-- Begin Exercise materials --

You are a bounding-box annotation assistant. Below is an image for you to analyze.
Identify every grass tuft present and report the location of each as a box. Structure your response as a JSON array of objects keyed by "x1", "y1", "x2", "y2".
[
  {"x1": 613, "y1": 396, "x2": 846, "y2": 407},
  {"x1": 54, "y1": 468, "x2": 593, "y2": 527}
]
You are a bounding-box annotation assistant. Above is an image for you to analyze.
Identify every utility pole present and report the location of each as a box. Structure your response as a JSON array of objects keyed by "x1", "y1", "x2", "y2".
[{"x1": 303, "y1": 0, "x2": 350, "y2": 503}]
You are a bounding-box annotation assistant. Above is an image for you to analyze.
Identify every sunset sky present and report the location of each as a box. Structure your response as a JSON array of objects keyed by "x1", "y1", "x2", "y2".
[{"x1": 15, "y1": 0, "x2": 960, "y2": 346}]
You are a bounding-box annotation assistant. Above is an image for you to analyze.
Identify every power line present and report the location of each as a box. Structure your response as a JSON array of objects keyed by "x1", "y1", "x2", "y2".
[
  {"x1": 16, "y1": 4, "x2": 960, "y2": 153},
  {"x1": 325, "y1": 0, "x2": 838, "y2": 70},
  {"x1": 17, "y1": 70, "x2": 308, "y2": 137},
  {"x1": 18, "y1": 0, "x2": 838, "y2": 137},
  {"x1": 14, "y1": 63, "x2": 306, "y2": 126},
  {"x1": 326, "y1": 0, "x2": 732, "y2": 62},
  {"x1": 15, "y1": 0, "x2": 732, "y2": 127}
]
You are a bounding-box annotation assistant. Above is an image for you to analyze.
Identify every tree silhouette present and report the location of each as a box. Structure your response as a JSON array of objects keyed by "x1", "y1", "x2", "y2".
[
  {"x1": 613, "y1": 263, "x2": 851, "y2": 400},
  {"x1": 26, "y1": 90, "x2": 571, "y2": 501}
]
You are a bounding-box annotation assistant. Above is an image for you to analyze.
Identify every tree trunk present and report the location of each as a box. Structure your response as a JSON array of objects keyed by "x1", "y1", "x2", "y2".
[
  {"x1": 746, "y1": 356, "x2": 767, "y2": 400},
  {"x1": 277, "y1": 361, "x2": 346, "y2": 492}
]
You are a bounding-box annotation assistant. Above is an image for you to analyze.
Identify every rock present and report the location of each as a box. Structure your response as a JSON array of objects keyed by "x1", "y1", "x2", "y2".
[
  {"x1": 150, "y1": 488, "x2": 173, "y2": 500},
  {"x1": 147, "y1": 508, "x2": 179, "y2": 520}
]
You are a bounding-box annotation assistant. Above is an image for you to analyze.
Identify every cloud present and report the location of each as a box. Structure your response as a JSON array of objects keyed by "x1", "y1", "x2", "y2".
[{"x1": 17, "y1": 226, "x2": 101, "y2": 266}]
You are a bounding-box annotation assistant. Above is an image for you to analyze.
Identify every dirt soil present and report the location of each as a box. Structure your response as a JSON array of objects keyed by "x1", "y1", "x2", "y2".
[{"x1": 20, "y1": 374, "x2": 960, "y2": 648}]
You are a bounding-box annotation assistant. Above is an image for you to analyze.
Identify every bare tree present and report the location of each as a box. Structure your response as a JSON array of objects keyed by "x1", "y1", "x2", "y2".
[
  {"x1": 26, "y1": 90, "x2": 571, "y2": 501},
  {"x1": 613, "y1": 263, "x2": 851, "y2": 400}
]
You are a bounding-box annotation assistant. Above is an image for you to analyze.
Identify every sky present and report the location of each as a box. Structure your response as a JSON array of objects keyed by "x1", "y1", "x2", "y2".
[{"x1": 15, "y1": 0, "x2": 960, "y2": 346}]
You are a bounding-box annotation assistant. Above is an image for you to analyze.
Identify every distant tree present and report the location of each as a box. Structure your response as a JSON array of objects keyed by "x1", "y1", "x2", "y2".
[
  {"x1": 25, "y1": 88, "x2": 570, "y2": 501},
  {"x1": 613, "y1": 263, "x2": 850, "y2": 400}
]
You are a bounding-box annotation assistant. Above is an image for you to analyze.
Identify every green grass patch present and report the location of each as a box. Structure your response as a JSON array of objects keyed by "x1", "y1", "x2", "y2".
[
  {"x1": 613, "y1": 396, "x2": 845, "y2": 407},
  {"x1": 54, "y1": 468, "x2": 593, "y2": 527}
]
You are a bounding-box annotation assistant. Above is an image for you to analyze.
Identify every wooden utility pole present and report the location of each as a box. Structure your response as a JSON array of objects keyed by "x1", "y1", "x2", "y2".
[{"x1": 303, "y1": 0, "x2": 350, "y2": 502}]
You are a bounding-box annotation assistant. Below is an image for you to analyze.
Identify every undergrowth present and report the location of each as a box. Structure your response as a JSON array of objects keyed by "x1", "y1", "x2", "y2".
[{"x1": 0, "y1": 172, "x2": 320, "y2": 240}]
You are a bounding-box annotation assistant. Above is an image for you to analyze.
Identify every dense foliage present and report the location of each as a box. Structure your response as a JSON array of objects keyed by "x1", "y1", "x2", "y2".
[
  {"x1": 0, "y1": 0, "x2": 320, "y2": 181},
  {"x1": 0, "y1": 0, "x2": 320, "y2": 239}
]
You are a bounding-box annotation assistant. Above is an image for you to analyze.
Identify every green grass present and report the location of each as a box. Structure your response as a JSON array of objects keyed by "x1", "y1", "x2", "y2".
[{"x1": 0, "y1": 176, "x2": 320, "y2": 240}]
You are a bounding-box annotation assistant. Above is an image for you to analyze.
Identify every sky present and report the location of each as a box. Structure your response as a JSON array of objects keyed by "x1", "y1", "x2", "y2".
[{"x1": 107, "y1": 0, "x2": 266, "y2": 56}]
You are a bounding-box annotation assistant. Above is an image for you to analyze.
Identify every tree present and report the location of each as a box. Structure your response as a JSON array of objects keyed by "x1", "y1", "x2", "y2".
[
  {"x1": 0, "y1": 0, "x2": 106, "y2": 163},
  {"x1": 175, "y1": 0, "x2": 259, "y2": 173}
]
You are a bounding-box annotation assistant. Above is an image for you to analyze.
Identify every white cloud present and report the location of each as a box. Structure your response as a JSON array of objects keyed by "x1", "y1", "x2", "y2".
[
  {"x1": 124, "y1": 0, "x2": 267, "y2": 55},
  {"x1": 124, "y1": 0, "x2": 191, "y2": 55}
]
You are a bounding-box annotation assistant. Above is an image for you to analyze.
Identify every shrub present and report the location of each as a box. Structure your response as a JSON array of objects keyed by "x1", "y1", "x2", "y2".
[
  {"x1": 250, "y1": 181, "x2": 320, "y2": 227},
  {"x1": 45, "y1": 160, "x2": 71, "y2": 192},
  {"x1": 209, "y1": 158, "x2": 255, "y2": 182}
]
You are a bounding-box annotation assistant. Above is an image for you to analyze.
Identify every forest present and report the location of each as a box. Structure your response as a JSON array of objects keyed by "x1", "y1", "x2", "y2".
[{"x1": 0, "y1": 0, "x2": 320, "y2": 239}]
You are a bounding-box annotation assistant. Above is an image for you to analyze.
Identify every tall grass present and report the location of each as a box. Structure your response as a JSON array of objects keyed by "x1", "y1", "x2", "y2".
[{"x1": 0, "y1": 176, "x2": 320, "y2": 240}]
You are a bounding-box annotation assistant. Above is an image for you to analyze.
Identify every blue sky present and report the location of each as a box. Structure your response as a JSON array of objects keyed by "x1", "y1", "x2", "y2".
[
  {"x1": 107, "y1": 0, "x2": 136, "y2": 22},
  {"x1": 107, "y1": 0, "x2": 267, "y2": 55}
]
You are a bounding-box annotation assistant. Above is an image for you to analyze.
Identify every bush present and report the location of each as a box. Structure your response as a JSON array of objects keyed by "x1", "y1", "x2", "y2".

-- End Exercise materials --

Work required
Which lines of the material above contain the string "pole", matching case exactly? Pick out each of those lines and copy it in full.

Answer below
Identify every utility pole present and report the location of each as a box. Structure your response as a JSON array of objects keyed by "x1", "y1", "x2", "y2".
Identify every wooden utility pole present and report the location of each as a box. Structure your response as a JSON array of objects keyed by "x1", "y1", "x2", "y2".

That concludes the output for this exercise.